- [Work instruction 1]
List every hashtag in the description of the parenting TikTok text.

*** Opening of Quoted passage ***

TikTok of Mean Parenting

Video TikTok - Make Your Day

And the parent wrote this description:

Offering 2 positive choices to kiddos can be SO effective! #behaviormanagement #fyp #parenttips #consciousparenting #teachertips

They recorded this on purpose and shared it. They think they’re doing a good job and that they’re offering useful tips to parents and teachers. They got 620,000 likes so far. Got criticism?

Other notes: In another video she says she’s starting a parenting consulting business. The 620k likes are out of 4m views (15% is good). Comments are disabled.

Part 2: https://www.tiktok.com/@ohheyitskelseyrae/video/6955561185278283014 (TikToks are often split into multiple parts due to the short length limit. It’s kinda like Tweets.)

  1. Why it’s necessary to get dressed at that point isn’t explained, considered, discussed, open to debate. I know it’s a TikTok video so we can’t expect too much context given the format, but still, it’s just taken as a given that it’s necessary to get dressed now.
  2. The parent pretends to care that the kid is really enjoying the show. But if they cared,I think they’d work harder at trying to accommodate the kid than giving them a max of 2 extra minutes.

*** Close of Quoted passage ***
*** Opening of Information given ***

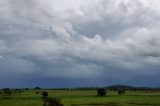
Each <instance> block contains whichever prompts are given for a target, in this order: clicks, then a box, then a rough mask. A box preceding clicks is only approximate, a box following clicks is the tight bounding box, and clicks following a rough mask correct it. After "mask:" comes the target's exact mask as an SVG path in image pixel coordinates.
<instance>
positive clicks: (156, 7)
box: [0, 0, 160, 88]
mask: <svg viewBox="0 0 160 106" xmlns="http://www.w3.org/2000/svg"><path fill="white" fill-rule="evenodd" d="M159 3H160V1H159V0H54V1H53V0H0V14H1V16H0V88H4V87H12V88H19V87H20V88H24V87H35V86H40V87H43V88H55V87H104V86H109V85H115V84H125V85H126V84H128V85H132V86H149V87H159V86H160V83H159V82H160V78H159V76H160V8H159V6H158V4H159Z"/></svg>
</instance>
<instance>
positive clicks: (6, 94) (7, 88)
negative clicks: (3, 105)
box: [2, 88, 12, 96]
mask: <svg viewBox="0 0 160 106" xmlns="http://www.w3.org/2000/svg"><path fill="white" fill-rule="evenodd" d="M2 90H3V93H4V95H6V96H9V95H12V91H11V90H10V89H9V88H4V89H2Z"/></svg>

*** Close of Information given ***

- [Work instruction 2]
Please reproduce the records word for word, starting at the beginning of the records and ending at the line containing "box: [0, 0, 160, 88]", with both ends included. Leave the pictures out of your answer.

- [Answer 1]
#behaviormanagement
#fyp
#parenttips
#consciousparenting
#teachertips

- [Answer 2]
Each <instance> block contains whichever prompts are given for a target, in this order: clicks, then a box, then a rough mask. A box preceding clicks is only approximate, a box following clicks is the tight bounding box, and clicks following a rough mask correct it. After "mask:" comes the target's exact mask as an SVG path in image pixel coordinates.
<instance>
positive clicks: (156, 7)
box: [0, 0, 160, 88]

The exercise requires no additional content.